* [EXTRACTED RECORDS]
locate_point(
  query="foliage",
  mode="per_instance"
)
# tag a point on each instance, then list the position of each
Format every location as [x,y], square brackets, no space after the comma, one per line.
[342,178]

* [DESCRIPTION OF THE TASK] Repeat the entries above line for line, with nothing changed.

* [WRITTEN RESPONSE]
locate_point(
  query="foliage",
  mode="per_instance"
)
# tag a point on each instance, then list the position of each
Format every location as [x,y], square brackets, no space after the comma, one per line.
[342,178]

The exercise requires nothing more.